[Written instruction]:
Reproduce every line of the data below, requests included, and reduce each x and y coordinate in the answers by 36.

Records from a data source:
⁂
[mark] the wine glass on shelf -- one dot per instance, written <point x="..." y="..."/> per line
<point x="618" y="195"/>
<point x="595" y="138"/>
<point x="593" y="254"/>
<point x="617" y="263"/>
⁂
[Written solution]:
[mark] the wine glass on shelf -- one dot per instance, written <point x="..." y="..."/> per line
<point x="582" y="159"/>
<point x="559" y="102"/>
<point x="557" y="218"/>
<point x="581" y="227"/>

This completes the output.